##### Records

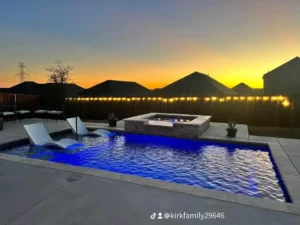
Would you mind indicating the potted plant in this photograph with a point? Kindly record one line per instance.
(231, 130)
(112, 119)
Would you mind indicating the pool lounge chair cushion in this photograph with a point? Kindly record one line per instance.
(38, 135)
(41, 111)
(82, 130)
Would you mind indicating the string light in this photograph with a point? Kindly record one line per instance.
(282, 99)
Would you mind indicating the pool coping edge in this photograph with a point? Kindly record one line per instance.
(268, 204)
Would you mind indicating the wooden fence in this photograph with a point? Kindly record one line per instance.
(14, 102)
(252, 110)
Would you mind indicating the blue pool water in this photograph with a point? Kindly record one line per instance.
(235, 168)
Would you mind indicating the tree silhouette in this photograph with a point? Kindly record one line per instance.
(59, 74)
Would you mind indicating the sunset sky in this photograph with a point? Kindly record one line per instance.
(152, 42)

##########

Could you turn the rows above into a numbered list, skipping any blank lines and leaving the pictures out?

1. Would you mind indicating the potted plant in this photograph with a point? Kindly record one line per instance.
2. (231, 130)
3. (112, 119)
4. Would you mind indicating the pool lounge chair cushion in this photograph with a point? Kindly record one line per instance.
5. (38, 135)
6. (41, 111)
7. (82, 130)
8. Would you mind indicating the string light in this photograph with a point? Kindly record one line per instance.
9. (282, 99)
10. Would you mind indicating the pool coping edge in this photograph with a point? Kindly record one line per instance.
11. (268, 204)
12. Would you mind indicating the wooden fence in this photograph with a point? Kindly record one line per instance.
13. (14, 102)
14. (252, 110)
15. Would you mind indicating the blue pool water in this photograph with a point? Kindly record one line per instance.
16. (235, 168)
17. Would you mind indicating the tree silhouette in this photograph with a point? Kindly record one line per instance.
18. (59, 74)
19. Would you mind indicating the sunset sky in this photograph with a point? Kindly record one line per instance.
20. (152, 42)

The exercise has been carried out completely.